* **RECORDS FOR THE EXERCISE**
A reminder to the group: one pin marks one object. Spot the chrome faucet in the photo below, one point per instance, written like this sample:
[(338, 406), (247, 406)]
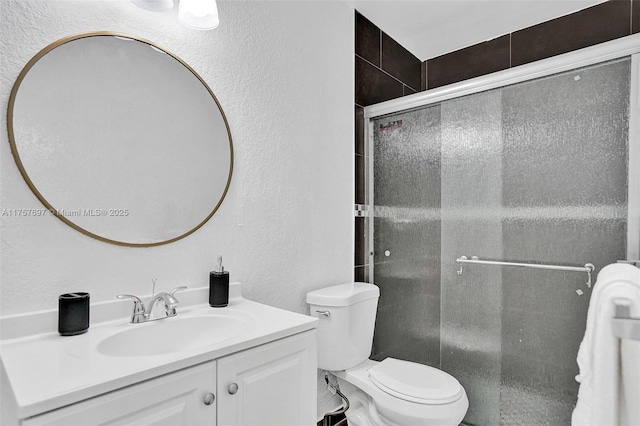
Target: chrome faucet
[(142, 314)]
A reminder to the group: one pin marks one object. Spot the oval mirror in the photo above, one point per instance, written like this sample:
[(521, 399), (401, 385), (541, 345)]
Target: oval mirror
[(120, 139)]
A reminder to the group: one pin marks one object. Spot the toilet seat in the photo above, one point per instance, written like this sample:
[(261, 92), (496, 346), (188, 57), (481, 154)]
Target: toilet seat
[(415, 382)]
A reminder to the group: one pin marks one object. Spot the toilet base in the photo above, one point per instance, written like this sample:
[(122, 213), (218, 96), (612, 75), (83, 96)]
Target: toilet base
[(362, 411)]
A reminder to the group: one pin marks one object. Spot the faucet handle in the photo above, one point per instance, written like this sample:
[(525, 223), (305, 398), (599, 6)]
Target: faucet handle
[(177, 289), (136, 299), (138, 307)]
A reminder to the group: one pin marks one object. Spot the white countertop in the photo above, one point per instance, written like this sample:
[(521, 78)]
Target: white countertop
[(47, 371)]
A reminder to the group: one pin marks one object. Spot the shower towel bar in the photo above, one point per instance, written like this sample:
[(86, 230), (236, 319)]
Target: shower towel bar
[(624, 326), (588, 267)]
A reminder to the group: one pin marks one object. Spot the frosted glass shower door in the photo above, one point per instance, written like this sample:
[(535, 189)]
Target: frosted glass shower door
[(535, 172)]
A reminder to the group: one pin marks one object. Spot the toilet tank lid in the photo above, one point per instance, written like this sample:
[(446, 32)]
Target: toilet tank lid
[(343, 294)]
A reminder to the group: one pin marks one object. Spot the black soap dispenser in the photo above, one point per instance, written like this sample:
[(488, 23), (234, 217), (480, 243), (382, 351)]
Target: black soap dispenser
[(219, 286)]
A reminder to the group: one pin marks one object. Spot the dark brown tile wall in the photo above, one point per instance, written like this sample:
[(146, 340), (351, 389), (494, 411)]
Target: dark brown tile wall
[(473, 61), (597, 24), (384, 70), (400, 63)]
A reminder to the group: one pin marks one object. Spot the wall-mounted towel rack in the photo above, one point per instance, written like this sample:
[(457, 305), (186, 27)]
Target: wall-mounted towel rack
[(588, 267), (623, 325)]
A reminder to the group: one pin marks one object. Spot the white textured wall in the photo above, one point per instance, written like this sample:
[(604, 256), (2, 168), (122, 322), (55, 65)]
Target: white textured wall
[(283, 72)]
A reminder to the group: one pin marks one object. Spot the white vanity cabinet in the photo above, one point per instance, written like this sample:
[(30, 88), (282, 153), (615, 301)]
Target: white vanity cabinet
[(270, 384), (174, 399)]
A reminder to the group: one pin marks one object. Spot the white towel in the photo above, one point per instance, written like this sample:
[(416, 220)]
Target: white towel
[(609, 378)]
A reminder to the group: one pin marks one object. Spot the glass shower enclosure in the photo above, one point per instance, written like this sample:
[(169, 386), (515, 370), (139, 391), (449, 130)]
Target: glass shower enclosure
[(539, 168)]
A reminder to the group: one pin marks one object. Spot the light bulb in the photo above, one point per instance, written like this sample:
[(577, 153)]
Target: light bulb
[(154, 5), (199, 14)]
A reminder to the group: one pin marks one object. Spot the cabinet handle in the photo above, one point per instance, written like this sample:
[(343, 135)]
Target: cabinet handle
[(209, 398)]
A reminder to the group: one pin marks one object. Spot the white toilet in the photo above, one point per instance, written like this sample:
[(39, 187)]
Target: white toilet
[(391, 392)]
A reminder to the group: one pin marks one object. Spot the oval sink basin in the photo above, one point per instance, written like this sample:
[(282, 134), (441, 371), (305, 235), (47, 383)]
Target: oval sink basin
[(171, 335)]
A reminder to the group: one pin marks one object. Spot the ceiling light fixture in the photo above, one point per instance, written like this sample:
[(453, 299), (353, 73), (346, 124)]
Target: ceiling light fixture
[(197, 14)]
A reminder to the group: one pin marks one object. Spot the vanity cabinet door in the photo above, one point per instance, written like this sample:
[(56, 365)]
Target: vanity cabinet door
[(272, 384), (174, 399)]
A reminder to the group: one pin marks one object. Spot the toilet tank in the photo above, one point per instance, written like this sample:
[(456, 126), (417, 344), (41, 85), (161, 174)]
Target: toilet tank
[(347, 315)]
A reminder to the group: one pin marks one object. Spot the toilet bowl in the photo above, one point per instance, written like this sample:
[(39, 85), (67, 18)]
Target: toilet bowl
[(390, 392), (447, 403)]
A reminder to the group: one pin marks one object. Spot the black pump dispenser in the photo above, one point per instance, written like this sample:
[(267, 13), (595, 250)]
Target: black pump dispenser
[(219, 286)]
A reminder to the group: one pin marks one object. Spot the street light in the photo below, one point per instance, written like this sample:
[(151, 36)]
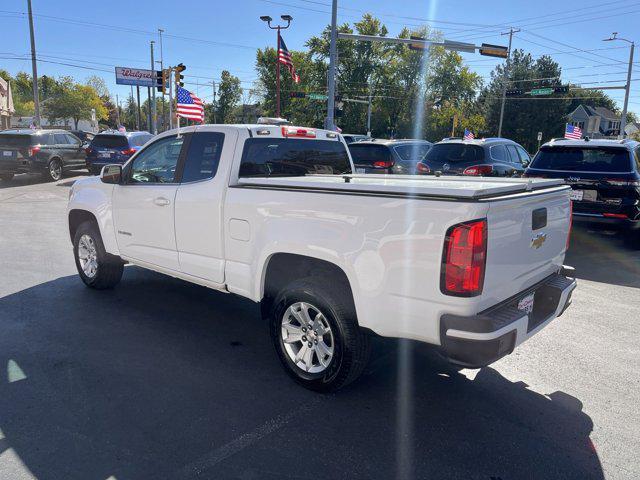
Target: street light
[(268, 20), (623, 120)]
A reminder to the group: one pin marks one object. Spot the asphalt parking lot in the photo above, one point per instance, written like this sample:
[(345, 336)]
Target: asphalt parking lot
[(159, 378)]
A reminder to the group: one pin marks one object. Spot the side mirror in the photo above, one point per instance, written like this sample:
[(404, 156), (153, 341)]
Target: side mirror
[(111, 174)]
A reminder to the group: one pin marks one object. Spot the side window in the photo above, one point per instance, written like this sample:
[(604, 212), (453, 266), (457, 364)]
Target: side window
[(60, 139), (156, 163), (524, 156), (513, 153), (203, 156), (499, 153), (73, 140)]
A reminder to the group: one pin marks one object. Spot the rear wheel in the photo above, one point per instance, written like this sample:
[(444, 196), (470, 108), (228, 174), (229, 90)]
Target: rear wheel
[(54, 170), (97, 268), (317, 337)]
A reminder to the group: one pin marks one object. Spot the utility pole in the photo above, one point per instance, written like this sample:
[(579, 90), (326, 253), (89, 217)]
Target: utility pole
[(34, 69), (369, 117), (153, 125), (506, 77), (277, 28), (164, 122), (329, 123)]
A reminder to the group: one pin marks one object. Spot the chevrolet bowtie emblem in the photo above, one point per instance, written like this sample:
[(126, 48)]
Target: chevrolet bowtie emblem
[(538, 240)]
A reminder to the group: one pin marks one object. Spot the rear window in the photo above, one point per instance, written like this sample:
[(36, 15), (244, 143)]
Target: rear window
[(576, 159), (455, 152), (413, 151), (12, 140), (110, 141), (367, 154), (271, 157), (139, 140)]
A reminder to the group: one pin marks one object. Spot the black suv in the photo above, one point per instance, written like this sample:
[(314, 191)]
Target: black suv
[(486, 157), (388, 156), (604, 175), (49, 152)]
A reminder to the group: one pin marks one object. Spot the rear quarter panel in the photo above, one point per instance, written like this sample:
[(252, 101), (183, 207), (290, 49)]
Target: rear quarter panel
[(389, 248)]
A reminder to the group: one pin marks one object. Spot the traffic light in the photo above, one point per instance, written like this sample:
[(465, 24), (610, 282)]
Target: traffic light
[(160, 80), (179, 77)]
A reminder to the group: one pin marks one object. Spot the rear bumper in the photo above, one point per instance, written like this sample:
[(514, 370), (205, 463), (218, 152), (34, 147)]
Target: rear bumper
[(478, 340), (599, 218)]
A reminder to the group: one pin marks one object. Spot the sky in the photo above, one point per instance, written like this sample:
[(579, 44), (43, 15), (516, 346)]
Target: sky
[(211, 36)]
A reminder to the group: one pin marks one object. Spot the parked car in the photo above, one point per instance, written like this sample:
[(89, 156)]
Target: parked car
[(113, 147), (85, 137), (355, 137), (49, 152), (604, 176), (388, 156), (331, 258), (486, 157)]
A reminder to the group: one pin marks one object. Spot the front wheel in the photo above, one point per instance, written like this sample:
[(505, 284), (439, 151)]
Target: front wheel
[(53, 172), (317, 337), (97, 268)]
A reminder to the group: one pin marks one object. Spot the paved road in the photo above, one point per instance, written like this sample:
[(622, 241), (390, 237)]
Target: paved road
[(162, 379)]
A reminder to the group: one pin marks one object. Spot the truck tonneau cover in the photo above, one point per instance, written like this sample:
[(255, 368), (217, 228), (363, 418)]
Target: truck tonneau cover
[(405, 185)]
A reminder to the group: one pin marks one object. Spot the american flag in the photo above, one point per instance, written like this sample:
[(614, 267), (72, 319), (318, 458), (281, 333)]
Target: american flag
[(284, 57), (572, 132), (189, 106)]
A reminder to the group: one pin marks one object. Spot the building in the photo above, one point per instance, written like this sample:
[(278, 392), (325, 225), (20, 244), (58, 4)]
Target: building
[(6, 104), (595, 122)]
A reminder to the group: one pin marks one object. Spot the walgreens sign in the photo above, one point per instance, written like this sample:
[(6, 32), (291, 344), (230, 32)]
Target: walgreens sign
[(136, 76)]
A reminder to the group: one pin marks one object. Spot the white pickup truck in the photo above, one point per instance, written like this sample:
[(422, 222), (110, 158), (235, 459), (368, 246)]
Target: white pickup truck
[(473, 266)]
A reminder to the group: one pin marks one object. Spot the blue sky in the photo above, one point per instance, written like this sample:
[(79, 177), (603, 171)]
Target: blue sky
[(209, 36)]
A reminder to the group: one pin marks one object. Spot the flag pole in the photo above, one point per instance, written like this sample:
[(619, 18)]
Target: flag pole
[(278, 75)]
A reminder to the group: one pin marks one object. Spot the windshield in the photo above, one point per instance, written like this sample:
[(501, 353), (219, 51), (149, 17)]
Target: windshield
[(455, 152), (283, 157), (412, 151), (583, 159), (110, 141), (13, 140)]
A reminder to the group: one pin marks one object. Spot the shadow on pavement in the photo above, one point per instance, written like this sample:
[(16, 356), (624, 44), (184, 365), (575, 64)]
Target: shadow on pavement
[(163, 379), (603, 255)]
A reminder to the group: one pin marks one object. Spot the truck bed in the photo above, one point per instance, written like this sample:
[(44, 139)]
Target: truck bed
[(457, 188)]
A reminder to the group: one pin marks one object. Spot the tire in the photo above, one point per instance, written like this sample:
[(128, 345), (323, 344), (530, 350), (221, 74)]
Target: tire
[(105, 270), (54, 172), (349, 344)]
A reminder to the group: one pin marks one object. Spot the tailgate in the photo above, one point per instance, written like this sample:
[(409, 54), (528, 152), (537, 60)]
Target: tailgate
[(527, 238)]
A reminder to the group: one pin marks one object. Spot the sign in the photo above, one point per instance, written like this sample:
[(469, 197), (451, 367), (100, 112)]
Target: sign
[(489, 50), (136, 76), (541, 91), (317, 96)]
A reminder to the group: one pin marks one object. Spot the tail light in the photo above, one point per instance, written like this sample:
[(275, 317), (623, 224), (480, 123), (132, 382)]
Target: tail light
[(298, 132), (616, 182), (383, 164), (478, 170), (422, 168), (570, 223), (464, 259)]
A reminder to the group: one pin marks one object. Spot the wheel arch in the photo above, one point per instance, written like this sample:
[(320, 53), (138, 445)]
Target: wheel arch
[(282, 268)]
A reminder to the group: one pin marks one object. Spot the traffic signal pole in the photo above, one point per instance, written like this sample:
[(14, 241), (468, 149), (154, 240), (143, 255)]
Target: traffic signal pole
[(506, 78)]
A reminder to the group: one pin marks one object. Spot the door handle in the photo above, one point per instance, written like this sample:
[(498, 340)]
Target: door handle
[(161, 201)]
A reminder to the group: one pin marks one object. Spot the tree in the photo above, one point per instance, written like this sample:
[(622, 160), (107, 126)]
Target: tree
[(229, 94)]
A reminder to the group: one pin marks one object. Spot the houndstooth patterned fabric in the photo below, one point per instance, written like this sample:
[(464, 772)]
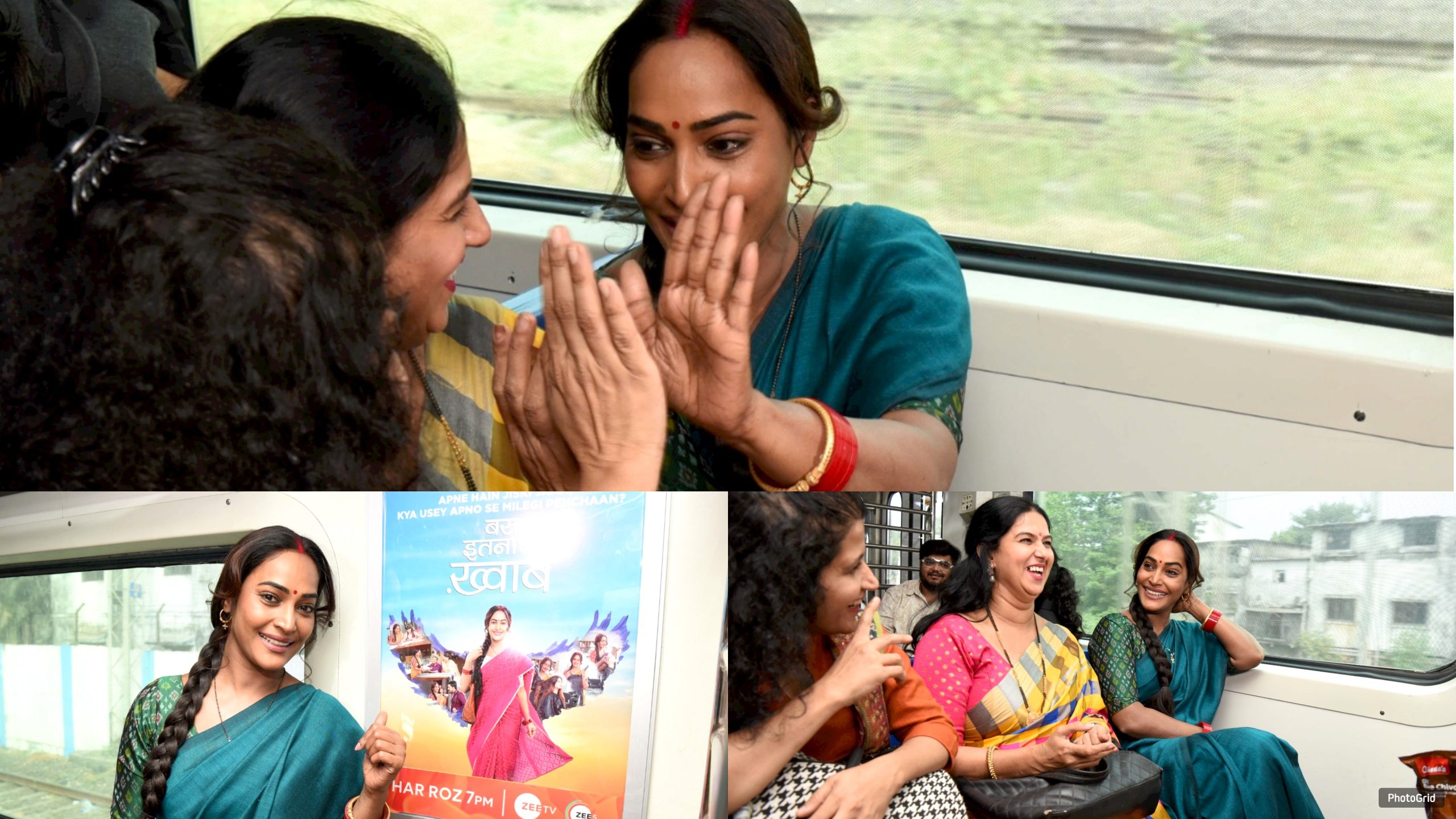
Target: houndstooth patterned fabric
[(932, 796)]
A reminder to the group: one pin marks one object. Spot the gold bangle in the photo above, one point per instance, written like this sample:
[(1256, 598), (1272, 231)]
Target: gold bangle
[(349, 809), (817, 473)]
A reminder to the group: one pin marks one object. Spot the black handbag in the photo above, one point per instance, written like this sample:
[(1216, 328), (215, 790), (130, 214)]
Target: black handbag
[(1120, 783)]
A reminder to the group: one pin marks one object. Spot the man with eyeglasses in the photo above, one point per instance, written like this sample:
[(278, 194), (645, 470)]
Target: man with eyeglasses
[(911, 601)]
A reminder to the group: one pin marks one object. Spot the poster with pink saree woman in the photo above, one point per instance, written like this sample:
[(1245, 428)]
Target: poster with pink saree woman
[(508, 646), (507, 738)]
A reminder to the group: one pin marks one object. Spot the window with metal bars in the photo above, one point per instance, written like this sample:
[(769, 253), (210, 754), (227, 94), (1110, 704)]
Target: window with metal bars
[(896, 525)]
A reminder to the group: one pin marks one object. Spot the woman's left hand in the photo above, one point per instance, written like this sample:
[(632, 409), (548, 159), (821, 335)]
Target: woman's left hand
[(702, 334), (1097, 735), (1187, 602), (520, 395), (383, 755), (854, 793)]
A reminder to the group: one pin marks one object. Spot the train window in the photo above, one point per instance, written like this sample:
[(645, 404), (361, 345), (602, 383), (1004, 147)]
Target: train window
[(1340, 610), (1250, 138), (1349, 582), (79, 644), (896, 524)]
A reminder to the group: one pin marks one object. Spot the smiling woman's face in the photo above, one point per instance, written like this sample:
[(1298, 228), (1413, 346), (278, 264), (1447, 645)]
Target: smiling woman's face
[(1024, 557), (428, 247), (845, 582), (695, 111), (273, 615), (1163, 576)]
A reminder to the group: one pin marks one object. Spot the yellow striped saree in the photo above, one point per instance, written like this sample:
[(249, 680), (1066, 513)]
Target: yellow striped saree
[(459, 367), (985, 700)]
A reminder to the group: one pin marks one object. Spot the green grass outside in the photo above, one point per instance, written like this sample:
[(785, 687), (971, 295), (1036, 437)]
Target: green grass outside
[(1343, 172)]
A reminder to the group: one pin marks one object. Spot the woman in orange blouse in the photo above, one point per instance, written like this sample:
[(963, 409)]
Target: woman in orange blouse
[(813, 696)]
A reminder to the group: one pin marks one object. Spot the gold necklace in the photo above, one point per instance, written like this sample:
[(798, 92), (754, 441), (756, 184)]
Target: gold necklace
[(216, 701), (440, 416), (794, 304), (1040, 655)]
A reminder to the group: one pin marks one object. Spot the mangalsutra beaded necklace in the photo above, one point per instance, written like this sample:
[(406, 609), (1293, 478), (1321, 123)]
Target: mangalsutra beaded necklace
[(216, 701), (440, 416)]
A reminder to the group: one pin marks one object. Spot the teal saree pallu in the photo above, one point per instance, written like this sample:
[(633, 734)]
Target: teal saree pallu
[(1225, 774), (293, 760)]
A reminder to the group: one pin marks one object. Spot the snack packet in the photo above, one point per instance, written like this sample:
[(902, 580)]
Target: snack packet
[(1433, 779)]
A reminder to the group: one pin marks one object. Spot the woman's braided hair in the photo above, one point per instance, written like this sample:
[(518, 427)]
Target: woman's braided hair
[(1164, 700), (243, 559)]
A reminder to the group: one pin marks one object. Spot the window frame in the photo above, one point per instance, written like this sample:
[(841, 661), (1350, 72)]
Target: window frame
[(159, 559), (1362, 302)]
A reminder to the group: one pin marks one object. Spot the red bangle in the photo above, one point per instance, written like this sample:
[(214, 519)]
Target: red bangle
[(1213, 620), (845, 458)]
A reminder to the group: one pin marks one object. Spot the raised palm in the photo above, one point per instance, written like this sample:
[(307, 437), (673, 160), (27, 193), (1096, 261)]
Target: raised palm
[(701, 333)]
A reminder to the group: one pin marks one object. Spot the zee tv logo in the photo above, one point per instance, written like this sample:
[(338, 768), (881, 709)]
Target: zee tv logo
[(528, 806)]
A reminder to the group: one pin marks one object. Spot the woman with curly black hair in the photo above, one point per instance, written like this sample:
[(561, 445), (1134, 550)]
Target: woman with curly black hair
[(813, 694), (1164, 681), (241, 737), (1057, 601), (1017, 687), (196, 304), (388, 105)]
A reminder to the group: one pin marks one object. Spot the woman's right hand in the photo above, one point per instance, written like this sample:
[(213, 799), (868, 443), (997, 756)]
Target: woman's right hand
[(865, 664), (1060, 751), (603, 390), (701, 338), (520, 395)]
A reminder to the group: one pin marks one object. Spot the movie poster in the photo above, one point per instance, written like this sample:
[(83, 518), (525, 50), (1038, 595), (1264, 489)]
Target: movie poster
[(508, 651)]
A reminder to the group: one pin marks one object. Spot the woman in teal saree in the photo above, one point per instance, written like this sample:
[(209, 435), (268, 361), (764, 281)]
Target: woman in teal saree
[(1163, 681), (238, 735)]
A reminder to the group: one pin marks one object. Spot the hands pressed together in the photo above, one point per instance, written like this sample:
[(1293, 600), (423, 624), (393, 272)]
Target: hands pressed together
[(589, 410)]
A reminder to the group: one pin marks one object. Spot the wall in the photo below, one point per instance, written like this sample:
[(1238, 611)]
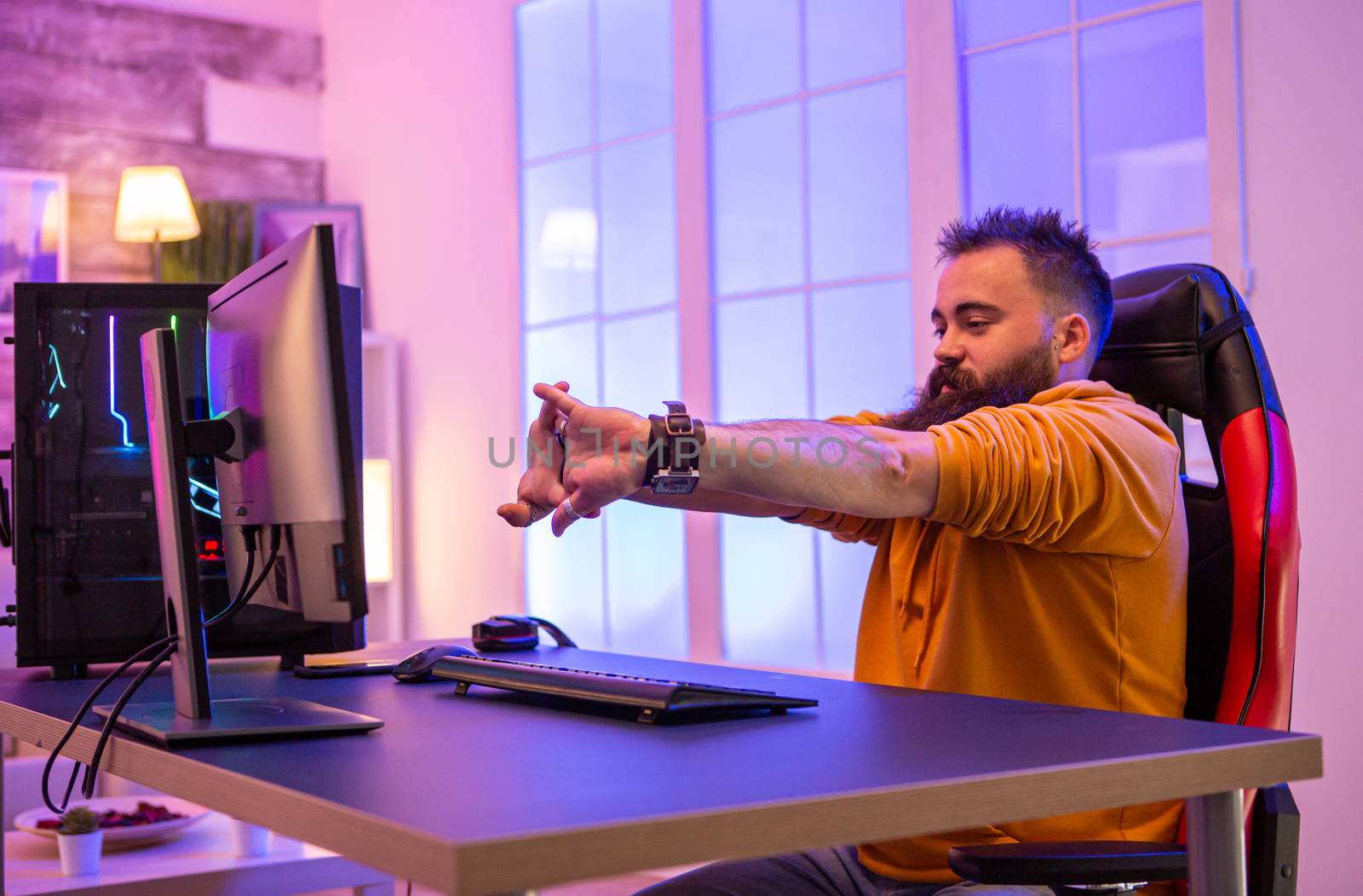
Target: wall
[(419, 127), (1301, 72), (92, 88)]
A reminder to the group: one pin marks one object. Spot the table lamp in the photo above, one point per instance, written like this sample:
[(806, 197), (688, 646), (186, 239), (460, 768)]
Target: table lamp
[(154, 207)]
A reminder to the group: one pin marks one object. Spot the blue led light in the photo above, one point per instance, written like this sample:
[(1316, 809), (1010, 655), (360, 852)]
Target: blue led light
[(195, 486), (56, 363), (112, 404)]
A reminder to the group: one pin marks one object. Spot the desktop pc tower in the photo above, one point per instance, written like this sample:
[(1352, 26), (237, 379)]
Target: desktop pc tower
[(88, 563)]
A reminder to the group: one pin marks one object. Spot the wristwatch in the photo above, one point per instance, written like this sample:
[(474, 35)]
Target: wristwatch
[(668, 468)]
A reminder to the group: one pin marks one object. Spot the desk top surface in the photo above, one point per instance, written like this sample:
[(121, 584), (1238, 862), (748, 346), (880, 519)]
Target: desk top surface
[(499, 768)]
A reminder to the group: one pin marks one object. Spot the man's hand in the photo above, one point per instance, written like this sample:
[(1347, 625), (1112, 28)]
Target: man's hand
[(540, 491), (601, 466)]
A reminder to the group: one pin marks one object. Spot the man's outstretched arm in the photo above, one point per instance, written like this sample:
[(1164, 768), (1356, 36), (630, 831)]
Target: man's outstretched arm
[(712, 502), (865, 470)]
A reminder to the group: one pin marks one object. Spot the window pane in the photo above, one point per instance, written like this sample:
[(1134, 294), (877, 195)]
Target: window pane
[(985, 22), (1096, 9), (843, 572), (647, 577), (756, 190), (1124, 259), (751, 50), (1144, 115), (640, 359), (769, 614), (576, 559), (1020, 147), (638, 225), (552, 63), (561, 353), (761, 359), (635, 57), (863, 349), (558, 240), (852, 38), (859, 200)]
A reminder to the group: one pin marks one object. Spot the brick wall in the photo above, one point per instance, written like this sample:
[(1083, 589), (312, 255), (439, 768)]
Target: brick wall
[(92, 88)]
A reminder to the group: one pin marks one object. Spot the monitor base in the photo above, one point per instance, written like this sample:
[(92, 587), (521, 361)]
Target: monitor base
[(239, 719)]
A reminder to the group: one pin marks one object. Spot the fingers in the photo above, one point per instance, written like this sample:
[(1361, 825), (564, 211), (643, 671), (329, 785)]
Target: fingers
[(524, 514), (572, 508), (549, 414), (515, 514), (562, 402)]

* **WHAT YOU NEED TO DO**
Answer with one number: how many lines in the listing hold "below".

* **REPLY**
4